▸ **Task brief**
Write each line exactly as it stands, from the line containing "Task: annotate the swan reflection" through the end of the data.

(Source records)
------------------------------------------------------------
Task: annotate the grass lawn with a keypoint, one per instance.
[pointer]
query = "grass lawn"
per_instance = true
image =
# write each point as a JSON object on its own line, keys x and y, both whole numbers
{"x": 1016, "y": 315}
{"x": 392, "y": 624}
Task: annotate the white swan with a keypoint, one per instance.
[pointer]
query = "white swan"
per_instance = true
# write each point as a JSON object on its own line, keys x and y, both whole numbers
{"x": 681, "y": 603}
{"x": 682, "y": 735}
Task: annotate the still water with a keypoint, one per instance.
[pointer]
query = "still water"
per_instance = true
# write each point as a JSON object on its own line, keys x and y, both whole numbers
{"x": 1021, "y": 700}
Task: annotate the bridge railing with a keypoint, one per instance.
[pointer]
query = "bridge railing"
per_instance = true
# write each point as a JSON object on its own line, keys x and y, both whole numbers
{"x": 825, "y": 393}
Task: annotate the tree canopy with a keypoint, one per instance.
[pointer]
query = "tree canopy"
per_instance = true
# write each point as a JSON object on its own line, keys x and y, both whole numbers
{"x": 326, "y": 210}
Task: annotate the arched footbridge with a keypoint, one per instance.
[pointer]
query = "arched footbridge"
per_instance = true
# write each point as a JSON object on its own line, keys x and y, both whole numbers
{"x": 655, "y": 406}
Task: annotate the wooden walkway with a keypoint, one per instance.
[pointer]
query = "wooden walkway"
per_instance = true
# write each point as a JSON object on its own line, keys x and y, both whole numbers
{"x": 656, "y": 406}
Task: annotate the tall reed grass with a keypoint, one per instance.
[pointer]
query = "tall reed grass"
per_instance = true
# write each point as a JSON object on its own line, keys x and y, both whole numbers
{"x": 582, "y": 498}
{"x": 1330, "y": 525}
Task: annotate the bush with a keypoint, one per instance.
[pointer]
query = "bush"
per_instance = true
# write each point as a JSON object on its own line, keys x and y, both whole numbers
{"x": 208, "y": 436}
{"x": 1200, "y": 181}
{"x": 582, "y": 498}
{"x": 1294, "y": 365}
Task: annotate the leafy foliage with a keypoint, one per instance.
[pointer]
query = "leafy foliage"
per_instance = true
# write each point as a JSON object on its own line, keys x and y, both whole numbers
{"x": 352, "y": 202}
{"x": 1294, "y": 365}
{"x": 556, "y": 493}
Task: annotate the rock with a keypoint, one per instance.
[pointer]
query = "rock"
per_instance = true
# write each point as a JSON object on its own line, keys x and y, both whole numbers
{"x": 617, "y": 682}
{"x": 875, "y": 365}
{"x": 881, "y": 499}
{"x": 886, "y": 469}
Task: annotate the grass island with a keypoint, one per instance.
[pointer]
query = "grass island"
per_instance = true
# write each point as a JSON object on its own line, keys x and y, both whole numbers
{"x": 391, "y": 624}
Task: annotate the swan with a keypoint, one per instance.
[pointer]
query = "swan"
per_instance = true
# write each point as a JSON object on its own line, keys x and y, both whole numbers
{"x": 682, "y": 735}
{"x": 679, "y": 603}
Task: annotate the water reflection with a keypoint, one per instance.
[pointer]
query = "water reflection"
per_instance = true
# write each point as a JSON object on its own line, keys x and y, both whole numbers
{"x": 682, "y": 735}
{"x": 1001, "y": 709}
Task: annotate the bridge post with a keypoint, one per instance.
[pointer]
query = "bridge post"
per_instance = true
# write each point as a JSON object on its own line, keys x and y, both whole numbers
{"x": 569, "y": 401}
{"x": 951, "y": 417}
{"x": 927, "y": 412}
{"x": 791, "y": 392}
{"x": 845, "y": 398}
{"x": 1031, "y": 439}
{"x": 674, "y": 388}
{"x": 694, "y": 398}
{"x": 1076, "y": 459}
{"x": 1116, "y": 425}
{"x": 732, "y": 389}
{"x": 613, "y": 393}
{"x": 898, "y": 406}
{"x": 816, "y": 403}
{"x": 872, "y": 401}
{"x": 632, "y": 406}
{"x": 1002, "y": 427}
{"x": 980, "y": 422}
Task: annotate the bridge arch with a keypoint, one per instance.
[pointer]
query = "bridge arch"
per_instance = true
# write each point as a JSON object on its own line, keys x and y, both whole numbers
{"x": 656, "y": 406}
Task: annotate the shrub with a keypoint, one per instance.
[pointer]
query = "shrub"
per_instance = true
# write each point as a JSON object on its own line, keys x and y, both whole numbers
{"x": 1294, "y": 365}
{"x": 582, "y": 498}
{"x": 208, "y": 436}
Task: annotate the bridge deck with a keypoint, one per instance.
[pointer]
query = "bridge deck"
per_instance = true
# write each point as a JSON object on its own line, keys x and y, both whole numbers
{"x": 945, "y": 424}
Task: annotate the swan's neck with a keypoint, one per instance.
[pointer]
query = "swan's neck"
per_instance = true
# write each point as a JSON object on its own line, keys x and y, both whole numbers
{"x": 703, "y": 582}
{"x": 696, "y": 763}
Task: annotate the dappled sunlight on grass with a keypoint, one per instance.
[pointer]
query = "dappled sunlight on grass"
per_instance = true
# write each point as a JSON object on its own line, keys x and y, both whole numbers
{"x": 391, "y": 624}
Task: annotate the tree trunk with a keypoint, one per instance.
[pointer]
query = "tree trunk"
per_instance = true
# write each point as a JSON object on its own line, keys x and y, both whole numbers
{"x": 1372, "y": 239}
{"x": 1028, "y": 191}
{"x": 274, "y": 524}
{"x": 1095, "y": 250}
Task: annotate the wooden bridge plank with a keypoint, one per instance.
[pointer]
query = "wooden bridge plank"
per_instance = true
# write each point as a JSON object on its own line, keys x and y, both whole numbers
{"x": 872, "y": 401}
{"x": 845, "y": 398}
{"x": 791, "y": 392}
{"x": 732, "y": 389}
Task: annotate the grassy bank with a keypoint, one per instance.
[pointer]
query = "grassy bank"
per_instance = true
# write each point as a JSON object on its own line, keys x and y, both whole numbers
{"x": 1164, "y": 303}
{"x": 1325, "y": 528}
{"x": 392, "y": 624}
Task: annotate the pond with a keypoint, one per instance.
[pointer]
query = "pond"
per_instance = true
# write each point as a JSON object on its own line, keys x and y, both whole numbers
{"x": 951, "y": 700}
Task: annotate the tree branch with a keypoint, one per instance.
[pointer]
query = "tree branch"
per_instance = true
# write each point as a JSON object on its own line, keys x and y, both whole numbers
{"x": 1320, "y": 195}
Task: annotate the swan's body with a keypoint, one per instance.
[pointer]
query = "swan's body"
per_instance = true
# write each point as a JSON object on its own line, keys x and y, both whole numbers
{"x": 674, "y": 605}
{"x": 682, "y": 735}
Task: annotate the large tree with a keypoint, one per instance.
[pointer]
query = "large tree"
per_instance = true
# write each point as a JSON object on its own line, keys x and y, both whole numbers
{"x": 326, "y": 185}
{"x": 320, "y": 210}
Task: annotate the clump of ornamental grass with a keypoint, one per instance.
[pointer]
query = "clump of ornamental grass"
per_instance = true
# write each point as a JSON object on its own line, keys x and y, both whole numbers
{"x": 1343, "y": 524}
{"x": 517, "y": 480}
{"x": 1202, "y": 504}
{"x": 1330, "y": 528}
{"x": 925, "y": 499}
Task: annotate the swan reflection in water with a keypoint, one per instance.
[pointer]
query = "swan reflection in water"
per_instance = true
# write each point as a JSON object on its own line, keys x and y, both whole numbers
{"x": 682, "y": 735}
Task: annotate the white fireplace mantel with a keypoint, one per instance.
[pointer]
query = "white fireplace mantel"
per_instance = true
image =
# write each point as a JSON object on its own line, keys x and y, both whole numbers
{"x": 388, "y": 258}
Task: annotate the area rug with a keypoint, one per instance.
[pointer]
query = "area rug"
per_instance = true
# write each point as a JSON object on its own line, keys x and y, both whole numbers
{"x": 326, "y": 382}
------------------------------------------------------------
▸ **Task output**
Task: annotate the swan reflection in water with a keypoint, one per instance.
[pointer]
query = "swan reflection in water"
per_instance = true
# write each point as a JSON object on its own line, keys x and y, both whole numbers
{"x": 682, "y": 735}
Task: annotate the white fireplace mantel with a keypoint, one per instance.
[pointer]
query = "white fireplace mantel"
per_instance = true
image =
# write each point as a JSON object on its own line, keys x and y, both whole numbers
{"x": 388, "y": 258}
Task: annotate the area rug with a keypoint, one per instance.
[pointer]
query = "area rug"
per_instance = true
# write each point as a JSON object on its own line, keys x and y, both whole numbers
{"x": 326, "y": 382}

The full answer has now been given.